== EXPLORE THE MATERIAL ==
[A] Answer these questions using the Mallinckrodt settlement excerpt:
(i) Who is the Special Agent in Charge of the Boston FBI?
(ii) According to the government, what had Acthar's price risen to by 2013?
(iii) Besides underpaying Medicaid rebates, which statute did the DOJ say Mallinckrodt violated?
[B] Repeat word for word the part of the Mallinckrodt settlement excerpt from "Medicaid Rebates &" up to and including "in the future.".
[C] List every government agency that the Mallinckrodt settlement excerpt refers to by an abbreviation, in the order each first appears.
---------- PAGE EXTRACT
This more than quarter-billion-dollar settlement resolves allegations that the company “cheated” the Medicaid program and taxpayers. That was according to Special Agent in Charge Joseph R. Bonavolonta of the Boston FBI. He said Mallinckrodt explored a system set to monitor rising drug prices and protect those vulnerable to receive medical treatment.
Medicaid Rebates & Kickbacks?
The DOJ cited a March 3rd, 2020 complaint alleging that Mallinckrodt “knowingly underpaid rebates due for Acthar from 2013 until 2020.” The payments, according to the DOJ’s claims were made as if Acthar was a “new drug” as opposed to a drug that had been approved since the 1950s.
The kicker: the government alleged that Acthar’s price rose to more than $28,000 per vial by 2013, which ignored “all pre-2013 price increases for Medicaid rebate purposes.”
In the settlement, Mallinckrodt actually admitted that Acthar was, in fact, not a new drug as of 2013. The suit highlights that it was approved by the FDA and marketed prior to 1990. Accordingly, Mallinckrodt said that it would correct Acthar’s base data and not charge the date in the future.
But it wasn’t just Medicaid rebates that came into question. according to the DOJ, Mallinckrodt also violated The Federal Anti-Kickback Statute. This Statute “prohibits a pharmaceutical company from offering or paying, directly or indirectly, any remuneration — which includes money or any other thing of value — to induce Medicare patients to purchase the company’s drugs.”
--------------------
---------- DATA EXTRACT
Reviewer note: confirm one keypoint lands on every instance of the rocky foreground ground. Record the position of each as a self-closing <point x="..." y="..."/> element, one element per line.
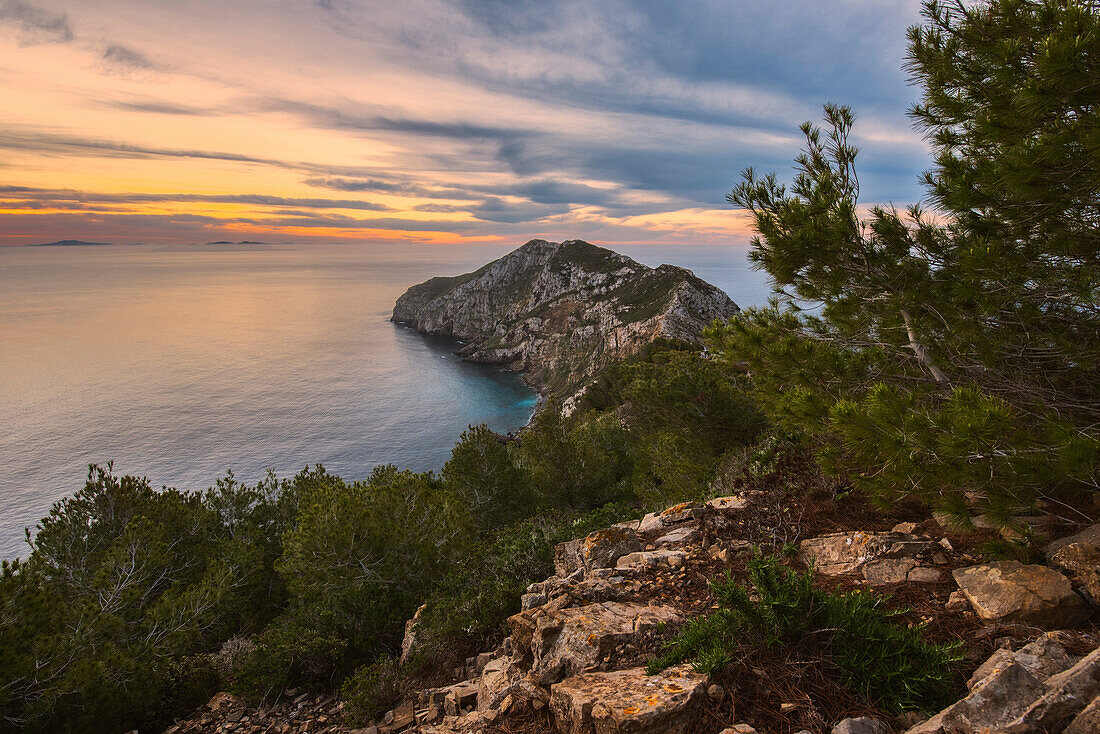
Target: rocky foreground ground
<point x="574" y="658"/>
--------------------
== ANSWERS BY ITEM ==
[A]
(i) Joseph R. Bonavolonta
(ii) More than $28,000 per vial
(iii) The Federal Anti-Kickback Statute

[B]
Medicaid Rebates & Kickbacks?
The DOJ cited a March 3rd, 2020 complaint alleging that Mallinckrodt “knowingly underpaid rebates due for Acthar from 2013 until 2020.” The payments, according to the DOJ’s claims were made as if Acthar was a “new drug” as opposed to a drug that had been approved since the 1950s.
The kicker: the government alleged that Acthar’s price rose to more than $28,000 per vial by 2013, which ignored “all pre-2013 price increases for Medicaid rebate purposes.”
In the settlement, Mallinckrodt actually admitted that Acthar was, in fact, not a new drug as of 2013. The suit highlights that it was approved by the FDA and marketed prior to 1990. Accordingly, Mallinckrodt said that it would correct Acthar’s base data and not charge the date in the future.

[C]
FBI
DOJ
FDA